◆ **Problem**:
Copy every one of the rows below verbatim, with no changes of any kind.

◆ **Given entries**:
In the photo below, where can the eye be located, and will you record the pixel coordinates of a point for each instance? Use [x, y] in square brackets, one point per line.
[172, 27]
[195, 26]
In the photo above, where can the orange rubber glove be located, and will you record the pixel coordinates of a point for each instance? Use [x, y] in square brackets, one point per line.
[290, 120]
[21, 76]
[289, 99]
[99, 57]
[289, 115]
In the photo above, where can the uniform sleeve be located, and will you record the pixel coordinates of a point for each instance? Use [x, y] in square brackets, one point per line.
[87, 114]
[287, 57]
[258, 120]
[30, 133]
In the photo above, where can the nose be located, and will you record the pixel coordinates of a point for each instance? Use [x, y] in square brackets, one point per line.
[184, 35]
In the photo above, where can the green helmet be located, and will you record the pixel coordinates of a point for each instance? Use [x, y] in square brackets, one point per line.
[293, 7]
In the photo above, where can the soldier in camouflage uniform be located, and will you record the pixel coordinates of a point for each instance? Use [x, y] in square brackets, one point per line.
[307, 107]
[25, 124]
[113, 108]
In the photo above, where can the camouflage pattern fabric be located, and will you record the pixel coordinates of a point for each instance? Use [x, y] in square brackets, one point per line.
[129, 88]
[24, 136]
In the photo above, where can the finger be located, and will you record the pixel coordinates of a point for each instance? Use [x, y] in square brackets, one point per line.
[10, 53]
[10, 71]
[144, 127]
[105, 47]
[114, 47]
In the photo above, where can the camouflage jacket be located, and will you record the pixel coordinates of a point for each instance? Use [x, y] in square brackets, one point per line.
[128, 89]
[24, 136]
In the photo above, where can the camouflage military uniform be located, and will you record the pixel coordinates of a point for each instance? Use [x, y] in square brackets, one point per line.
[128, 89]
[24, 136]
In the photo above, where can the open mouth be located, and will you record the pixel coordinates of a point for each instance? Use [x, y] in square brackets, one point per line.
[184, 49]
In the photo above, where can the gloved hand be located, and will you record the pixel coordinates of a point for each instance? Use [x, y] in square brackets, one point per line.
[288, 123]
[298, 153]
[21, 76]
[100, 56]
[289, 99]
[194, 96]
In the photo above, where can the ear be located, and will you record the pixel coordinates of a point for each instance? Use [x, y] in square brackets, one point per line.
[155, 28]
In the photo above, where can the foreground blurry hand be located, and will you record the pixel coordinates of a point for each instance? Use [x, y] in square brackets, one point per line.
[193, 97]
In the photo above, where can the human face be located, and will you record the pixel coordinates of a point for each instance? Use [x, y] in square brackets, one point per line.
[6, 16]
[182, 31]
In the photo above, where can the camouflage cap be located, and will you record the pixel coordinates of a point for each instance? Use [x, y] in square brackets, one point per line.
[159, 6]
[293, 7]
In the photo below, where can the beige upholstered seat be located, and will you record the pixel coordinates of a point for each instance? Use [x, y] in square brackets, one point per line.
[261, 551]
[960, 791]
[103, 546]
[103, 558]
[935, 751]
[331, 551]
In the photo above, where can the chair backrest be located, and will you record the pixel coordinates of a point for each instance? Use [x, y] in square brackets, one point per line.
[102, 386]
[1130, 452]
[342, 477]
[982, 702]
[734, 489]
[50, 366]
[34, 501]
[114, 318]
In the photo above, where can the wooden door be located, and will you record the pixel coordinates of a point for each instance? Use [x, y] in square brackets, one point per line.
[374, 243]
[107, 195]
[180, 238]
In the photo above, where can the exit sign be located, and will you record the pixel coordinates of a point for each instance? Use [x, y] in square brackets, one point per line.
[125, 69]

◆ **Final result**:
In the photo below, where can the eye be located, and will you record the pixel coordinates of a point for each instance? Use [x, y] in square brackets, one point per line.
[172, 27]
[195, 26]
In the photo above, where can the orange rubber glove be located, and will you record the pixel coordinates of a point for each instance? Use [x, y] in square brackets, one point per line.
[290, 120]
[21, 76]
[289, 99]
[99, 57]
[289, 115]
In the photo above, where can the uniform sleeve be located, and will you record the pixel coordinates of a point for each instance? Use [x, y] in square brackets, one point per line.
[87, 114]
[287, 57]
[258, 120]
[30, 133]
In the photo above, where can the nose be located, and will you record the pixel coordinates of a point for each instance? Use [x, y] in square brackets, one point per line.
[184, 35]
In the photo above, where can the green helmet be located, and will you record the pixel coordinates of a point for each instance? Use [x, y] in square brackets, one point per line.
[293, 7]
In the photo above, where can the soldier in camouflage uniform be located, and will you record the pixel coordinates of a point for each instance? Use [x, y] in square brackets, one point per line.
[307, 107]
[25, 124]
[113, 108]
In the photo above, where can the camouflage pattern fabric be located, and will you record the pixel coordinates of a point for each instance? Use [x, y] in square brackets, one point per line.
[129, 88]
[24, 136]
In the photo above, where can the finger be located, and will you record the pixel coordinates of a point for each instance? Use [x, y] in square brackets, one point per line.
[10, 53]
[10, 71]
[144, 127]
[105, 47]
[114, 47]
In the photo above, where can the camouflage jacket be located, and will you record the pixel coordinates of a point for each instance? Use [x, y] in square brackets, one point per line.
[128, 89]
[24, 136]
In the photo above, where can the camouflage military uniform be located, and will you record the pixel coordinates of a point for each instance? Use [x, y] in square brackets, one point per line.
[128, 89]
[24, 136]
In the photo above, where can the open mouth be located, and will you record the pixel coordinates of a point for each instance? Use [x, y] in square brackets, one point per line.
[184, 49]
In the photo above, where can the gloved hand be located, and will you record the pixel coordinates of a point for each instance? Use [x, y] in square brackets, one point per line.
[288, 123]
[298, 153]
[21, 76]
[100, 56]
[289, 99]
[194, 96]
In the photo above, where can the ear be located, and will you record the pixel coordinates of a point for each instance? Use [x, y] in square brackets, one point per line.
[155, 28]
In the photo above, where can the foreground blurry hand be located, and will you record the pixel coordinates of a point for each instance? Use [x, y] in square brackets, one point per line.
[193, 97]
In the photo above, where can the human face be located, and will you record the pixel coordinates of a point for each instance? Use [x, y] in square brackets, one point per line.
[6, 16]
[182, 31]
In the photo above, where can the camouflage cap be located, and will you record the pixel coordinates of a point for each instance? Use [x, y] in square brackets, one point per line.
[159, 6]
[293, 7]
In the photo below, where can the beige upholstered seat be located, and will you record the pixel coordinates of a point for each instance? Use [x, y] in square brackets, one point per line.
[261, 551]
[960, 791]
[103, 546]
[103, 558]
[935, 751]
[331, 551]
In the photo above, where can the chair backrest be located, and will you record the pixel coordinates of a point for each instance? Use [x, y] in square brackets, one point per line.
[102, 386]
[1130, 452]
[342, 477]
[982, 702]
[734, 489]
[50, 366]
[34, 501]
[114, 318]
In the photo above, where can the wooden door be located, and will you record the pixel coordinates of a point for each instance? Use [x, y] in square brackets, one point per line.
[374, 243]
[107, 195]
[180, 238]
In the photo above, where can the exit sign be located, and will you record the pixel coordinates of a point for each instance? Use [x, y] in square brackets, one point per line.
[125, 69]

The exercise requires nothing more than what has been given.